What you need to do
From the first line to the last, repeat the data below exactly.

Extracted data
━━━━━━

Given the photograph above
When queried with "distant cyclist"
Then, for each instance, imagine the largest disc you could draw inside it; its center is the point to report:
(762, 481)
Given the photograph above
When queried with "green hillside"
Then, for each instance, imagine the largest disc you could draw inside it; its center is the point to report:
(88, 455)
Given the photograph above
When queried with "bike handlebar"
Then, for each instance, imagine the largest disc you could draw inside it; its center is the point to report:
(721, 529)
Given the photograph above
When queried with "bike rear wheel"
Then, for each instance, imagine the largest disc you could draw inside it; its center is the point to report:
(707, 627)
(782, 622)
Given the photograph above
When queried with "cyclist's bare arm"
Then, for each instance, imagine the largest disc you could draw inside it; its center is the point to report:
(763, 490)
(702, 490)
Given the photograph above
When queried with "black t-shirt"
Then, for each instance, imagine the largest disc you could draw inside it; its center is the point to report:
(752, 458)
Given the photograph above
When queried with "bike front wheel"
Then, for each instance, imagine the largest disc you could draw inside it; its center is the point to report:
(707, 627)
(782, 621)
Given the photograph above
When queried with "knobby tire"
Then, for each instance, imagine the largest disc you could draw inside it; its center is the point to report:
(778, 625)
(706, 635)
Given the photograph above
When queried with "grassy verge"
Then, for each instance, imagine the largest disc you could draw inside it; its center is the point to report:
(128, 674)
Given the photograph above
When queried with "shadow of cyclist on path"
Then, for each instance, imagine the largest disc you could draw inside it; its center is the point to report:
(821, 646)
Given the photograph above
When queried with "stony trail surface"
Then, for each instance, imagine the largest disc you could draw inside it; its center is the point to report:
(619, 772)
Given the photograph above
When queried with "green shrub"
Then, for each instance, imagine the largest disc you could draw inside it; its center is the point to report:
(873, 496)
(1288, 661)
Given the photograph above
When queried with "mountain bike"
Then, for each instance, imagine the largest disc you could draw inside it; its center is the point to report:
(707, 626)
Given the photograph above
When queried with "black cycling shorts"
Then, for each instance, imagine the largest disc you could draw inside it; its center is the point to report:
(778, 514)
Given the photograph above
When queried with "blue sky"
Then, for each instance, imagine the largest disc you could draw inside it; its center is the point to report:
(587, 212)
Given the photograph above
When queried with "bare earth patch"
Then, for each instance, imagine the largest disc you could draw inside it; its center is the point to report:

━━━━━━

Reply
Given the photograph above
When queried with "distant cyclist"
Then, for each instance, imagine the largest disc you could draw inside it; its center is the point to report:
(762, 481)
Given the photograph above
When queried with "green hillside"
Then, for each instance, imagine the largest disc you could draw inside it; its center is the point to report:
(88, 455)
Given the photograph above
When queried with "bike handlebar"
Then, for each instance, imagine the largest disc you could draw inside it; its center is the point to report:
(721, 529)
Given the photograph above
When queried with "bike rear wheel"
Then, for each instance, imagine the largest disc you could draw inside it; its center is the point to report:
(707, 627)
(782, 622)
Given the photograph above
When queried with "cyclist's bare arm"
Then, for each instance, imagine the largest disc you could draw inside it; its center is the point to report:
(763, 490)
(702, 490)
Given the photograph above
When queried with "black t-shirt"
Then, for each instance, imagine the largest disc you could draw inside it; its center is the point to report:
(752, 458)
Given the photograph above
When queried with "bike front wheel"
Then, for each instance, imagine the largest disc you could draw inside it; its center is the point to report:
(707, 627)
(782, 621)
Given the photograph above
When queried with "knobby tire"
Then, for each instance, imagine the largest disc you could draw inside it; its center is the point to report:
(778, 625)
(706, 635)
Given the photograph above
When queried with "grassy verge"
Then, for each instance, imagine the largest disc you could draw inside it; its center is the point to report:
(128, 674)
Given the photograph above
When queried with "shadow of cyclist on path"
Then, for each instance, imagine the largest disc you could draw inside it; its center is the point to report:
(821, 646)
Given the photograph above
When queried with "stony trail surface"
Then, for each instance, imagine the largest disc you could draw inside it; its center is the point to report:
(619, 772)
Given the photograph above
When queried with "green shrub"
Then, for each instance, imagine the largest disc you could draw inside it; its center is the point to report:
(873, 496)
(1288, 661)
Given the photograph above
When queried with "mountain bike"
Then, for each instance, imagine the largest disc you could draw inside it; its center is the point to report:
(707, 626)
Given the photograph above
When queried with "black cycling shorts"
Then, for each instance, imagine the largest disc you could draw inside it; its center is the point to report:
(778, 514)
Given the photograph above
When queried with "blue sky"
Then, for each instance, imagine the largest disc you could draw inside it; its center is the point to report:
(587, 212)
Given the photograph above
When queried with "bare earth patch"
Then, for each instance, imagine the largest disc you could draw inside it; its center is the point to report:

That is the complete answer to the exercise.